Extrait de page:
>>>
# NAS + Apple TV 2



## Jerometav (2 Juin 2014)

Bonjour à tous et merci d'avance pour les retours que vous pourrez me donner.

Alors voilà, je suis équipé d'un MBP (wifi 5,0ghz), d'une Time Capsule 2 To et d'une ATV2 jailbreakée.
Grâce au Jailbreak de l'ATV, je peux regarder les films contenus sur ma TC (dont j'utilise une partie en tant que disque dur externe) directement depuis mon ATV, ce qui s'avère extrêmement pratique. Mais 2 To ne sont plus suffisants et j'aimerais m'acheter un NAS tout en conservant la simplicité d'utilisation que j'ai actuellement.
<<<
Actions demandées:
1 - Pouvez-vous transcrire, dans la discussion sur le NAS et l'Apple TV, tout ce qui va de « # NAS + Apple » jusqu'à « que j'ai actuellement. » ?
2 - Pouvez-vous rédiger la suite de la discussion sur le NAS et l'Apple TV, à partir de l'endroit où elle s'arrête ?
Les lignes ci-dessous forment un matériau à part, indépendant de la discussion sur le NAS et l'Apple TV.

Enregistrements conservés:
>>>
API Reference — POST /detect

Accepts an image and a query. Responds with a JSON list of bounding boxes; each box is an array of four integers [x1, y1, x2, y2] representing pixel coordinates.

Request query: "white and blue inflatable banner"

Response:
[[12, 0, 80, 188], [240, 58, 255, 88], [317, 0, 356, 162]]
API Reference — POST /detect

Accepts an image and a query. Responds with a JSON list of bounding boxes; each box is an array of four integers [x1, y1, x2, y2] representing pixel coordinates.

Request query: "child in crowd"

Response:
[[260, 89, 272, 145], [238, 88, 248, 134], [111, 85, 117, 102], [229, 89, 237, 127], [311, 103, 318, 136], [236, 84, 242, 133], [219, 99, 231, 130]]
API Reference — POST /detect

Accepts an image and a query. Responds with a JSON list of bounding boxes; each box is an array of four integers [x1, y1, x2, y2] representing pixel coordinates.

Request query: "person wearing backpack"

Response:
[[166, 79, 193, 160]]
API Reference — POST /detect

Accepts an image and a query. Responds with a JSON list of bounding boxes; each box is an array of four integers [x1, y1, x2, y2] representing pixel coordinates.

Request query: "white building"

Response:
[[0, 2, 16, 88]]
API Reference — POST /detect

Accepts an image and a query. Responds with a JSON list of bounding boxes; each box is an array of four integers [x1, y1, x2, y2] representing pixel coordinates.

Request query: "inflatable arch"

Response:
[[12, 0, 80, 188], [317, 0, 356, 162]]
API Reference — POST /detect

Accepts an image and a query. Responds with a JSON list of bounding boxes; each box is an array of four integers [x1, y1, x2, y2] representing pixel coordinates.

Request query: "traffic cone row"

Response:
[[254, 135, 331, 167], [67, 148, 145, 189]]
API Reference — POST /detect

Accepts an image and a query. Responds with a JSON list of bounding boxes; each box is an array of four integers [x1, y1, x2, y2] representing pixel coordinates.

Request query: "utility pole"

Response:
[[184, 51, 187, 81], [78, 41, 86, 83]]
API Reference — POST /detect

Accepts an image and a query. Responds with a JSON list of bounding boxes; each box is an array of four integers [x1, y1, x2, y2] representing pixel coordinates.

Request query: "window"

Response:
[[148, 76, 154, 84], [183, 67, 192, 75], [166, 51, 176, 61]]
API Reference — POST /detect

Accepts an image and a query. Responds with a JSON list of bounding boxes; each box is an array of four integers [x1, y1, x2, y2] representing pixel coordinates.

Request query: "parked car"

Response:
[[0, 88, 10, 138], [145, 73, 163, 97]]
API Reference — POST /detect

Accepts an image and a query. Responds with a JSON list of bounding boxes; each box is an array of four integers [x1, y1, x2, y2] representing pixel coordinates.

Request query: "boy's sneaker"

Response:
<<<
Corrigé des exercices:
1 -
# NAS + Apple TV 2



## Jerometav (2 Juin 2014)

Bonjour à tous et merci d'avance pour les retours que vous pourrez me donner.

Alors voilà, je suis équipé d'un MBP (wifi 5,0ghz), d'une Time Capsule 2 To et d'une ATV2 jailbreakée.
Grâce au Jailbreak de l'ATV, je peux regarder les films contenus sur ma TC (dont j'utilise une partie en tant que disque dur externe) directement depuis mon ATV, ce qui s'avère extrêmement pratique. Mais 2 To ne sont plus suffisants et j'aimerais m'acheter un NAS tout en conservant la simplicité d'utilisation que j'ai actuellement.

2 -
Je voudrais donc savoir si quelqu'un a déjà fait ce que je cherche à réaliser ou sinon si vous pouviez m'aiguiller vers un NAS (8-10 To) qui me permettrait de faire quelque chose de ce genre.


Merci beaucoup à ceux qui me répondront !


----------



## flotow (2 Juin 2014)

Cela me semble plus une question en lien avec l'Apple TV étant donné qu'il faut que le NAS soit compatible avec celui ci. On déménage !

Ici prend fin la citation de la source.